Do this:
Pull out each line below that has the word "white" in it, and copy those lines in full.

Supplied material:
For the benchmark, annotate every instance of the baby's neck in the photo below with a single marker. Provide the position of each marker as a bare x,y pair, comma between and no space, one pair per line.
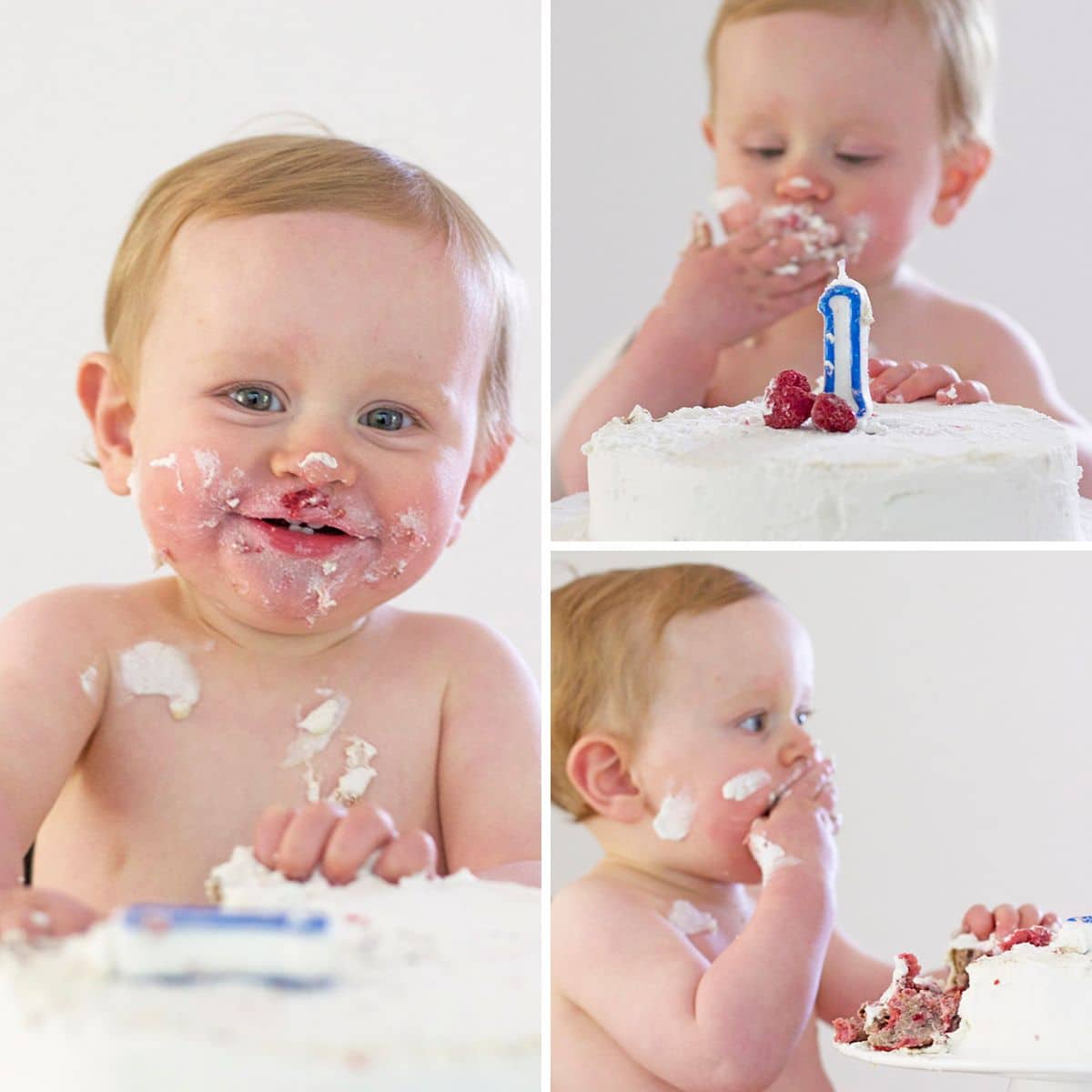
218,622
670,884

...

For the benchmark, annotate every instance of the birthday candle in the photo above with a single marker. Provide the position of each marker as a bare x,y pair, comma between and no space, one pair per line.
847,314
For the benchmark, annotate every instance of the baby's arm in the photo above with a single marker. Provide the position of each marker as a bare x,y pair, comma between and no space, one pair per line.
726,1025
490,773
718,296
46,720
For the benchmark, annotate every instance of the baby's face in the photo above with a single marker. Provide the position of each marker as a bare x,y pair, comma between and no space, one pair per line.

---

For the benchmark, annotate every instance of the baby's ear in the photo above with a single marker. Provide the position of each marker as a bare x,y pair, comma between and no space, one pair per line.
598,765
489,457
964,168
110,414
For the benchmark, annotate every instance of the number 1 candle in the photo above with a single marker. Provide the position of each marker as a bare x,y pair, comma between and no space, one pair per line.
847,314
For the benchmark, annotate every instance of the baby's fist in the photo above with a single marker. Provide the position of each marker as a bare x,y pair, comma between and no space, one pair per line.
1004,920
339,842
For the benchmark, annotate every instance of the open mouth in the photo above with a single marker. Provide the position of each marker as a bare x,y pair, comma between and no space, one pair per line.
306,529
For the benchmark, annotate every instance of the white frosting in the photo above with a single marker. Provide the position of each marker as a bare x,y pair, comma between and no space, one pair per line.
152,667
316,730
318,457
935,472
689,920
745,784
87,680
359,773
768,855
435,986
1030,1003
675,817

Problem solution:
For the benchmark, annotate every instance of the white frosting in the photo above with a single marker. Provide the position of each marker as a bare x,y pair, comma between and no space, one pair per line.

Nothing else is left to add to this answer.